Restate all of the entries exactly, each line as it stands.

START Record excerpts

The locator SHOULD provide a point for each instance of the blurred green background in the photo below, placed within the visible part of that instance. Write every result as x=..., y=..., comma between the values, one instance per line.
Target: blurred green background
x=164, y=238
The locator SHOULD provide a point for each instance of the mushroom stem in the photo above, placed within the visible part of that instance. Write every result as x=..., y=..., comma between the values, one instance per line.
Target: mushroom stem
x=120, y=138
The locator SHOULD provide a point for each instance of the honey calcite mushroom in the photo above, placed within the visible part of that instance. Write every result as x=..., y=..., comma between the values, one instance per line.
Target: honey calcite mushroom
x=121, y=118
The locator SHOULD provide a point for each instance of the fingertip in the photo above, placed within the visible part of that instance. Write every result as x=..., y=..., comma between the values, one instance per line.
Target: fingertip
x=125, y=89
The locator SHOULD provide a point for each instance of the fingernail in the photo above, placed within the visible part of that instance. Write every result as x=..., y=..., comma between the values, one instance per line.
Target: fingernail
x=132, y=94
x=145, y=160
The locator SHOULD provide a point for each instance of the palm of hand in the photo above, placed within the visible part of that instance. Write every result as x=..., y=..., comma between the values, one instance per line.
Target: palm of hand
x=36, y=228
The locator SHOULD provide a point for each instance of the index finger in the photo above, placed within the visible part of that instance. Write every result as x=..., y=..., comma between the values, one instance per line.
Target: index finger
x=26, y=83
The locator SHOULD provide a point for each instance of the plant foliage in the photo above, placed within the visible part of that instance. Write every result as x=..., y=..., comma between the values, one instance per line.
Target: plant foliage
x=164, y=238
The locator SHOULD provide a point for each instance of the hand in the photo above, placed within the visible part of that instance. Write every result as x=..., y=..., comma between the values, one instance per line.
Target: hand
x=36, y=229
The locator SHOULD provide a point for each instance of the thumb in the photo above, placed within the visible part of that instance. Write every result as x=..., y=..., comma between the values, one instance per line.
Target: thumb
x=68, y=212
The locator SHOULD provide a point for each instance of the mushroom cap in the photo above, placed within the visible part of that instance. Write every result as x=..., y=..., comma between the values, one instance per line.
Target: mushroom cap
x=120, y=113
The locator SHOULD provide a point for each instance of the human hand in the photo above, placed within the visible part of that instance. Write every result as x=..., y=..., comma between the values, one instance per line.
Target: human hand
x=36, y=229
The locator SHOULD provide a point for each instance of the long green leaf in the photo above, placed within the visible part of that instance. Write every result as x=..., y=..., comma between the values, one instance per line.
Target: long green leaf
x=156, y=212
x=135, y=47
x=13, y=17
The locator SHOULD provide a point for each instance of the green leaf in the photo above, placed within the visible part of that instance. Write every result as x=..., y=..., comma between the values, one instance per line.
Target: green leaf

END Record excerpts

◆ Finished task
The locator SHOULD provide a point for each instance of the blurred green background in the photo below, placed within the visible part of that instance. Write every result as x=..., y=..., comma between the values, one instance per line.
Target: blurred green background
x=164, y=238
The locator SHOULD provide a point for each instance of the mushroom stem in the photo above, placed within the visible part of that instance. Write every result as x=..., y=..., comma between the values, one instance per line.
Target: mushroom stem
x=120, y=138
The locator SHOULD provide a point for each instance of the honey calcite mushroom in the photo above, placed within the visible part of that instance. Write every result as x=..., y=..., comma between the values, one instance per line.
Target: honey calcite mushroom
x=121, y=118
The locator SHOULD provide a point for each instance of the fingertip in the photo above, placed within the visible part of that instance. Write every result as x=..., y=..., comma between the values, one instance per line.
Target: fingertip
x=125, y=89
The locator SHOULD provide a point for each instance of the fingernail in the photo above, placed within the visible part of that instance. Write every result as x=..., y=..., comma between the values, one instance per line.
Target: fingernail
x=132, y=94
x=145, y=160
The locator SHOULD provide a point for each instance of the palm of hand in the photo above, placed within the visible part of that instance. Write every result as x=..., y=..., comma between the values, one instance per line.
Target: palm of hand
x=36, y=228
The locator SHOULD provide a point for each instance of the index finger in the photo above, placed within the visible part of that instance. Write every result as x=..., y=..., comma between the values, one instance per line.
Target: index finger
x=26, y=83
The locator SHOULD provide a point for each instance of the plant foliage in the photo above, placed within the visible part of that instance. Write every result as x=..., y=..., comma between the values, one instance per line.
Target: plant foliage
x=164, y=238
The locator SHOULD provide a point for each instance of the hand in the photo above, placed within the visible part of that instance. Write every result as x=..., y=..., comma between the values, one instance per line.
Target: hand
x=36, y=229
The locator SHOULD provide a point for each instance of the thumb in the photo above, placed within the visible part of that instance. Write every result as x=..., y=..., comma between the values, one instance per line.
Target: thumb
x=68, y=212
The locator SHOULD provide a point for each instance of the mushroom cap in the photo above, placed within the visible part of that instance. Write every result as x=..., y=..., comma between the values, one instance per line.
Target: mushroom cap
x=120, y=113
The locator SHOULD provide a point for each instance of the human hand in the photo above, placed within the visible part of that instance. Write every result as x=..., y=..., comma between the values, one instance per line.
Target: human hand
x=36, y=229
The locator SHOULD provide a point for each instance of the long green leaf in the photo above, placed within the visible part of that instance. Write every result as x=..., y=..., comma between the values, one instance per line.
Target: long green leaf
x=156, y=212
x=135, y=47
x=13, y=17
The locator SHOULD provide a point for each instance of the green leaf in the photo above, placed within the visible part of that instance. Write every result as x=..., y=..., comma between the values, one instance per line.
Target: green leaf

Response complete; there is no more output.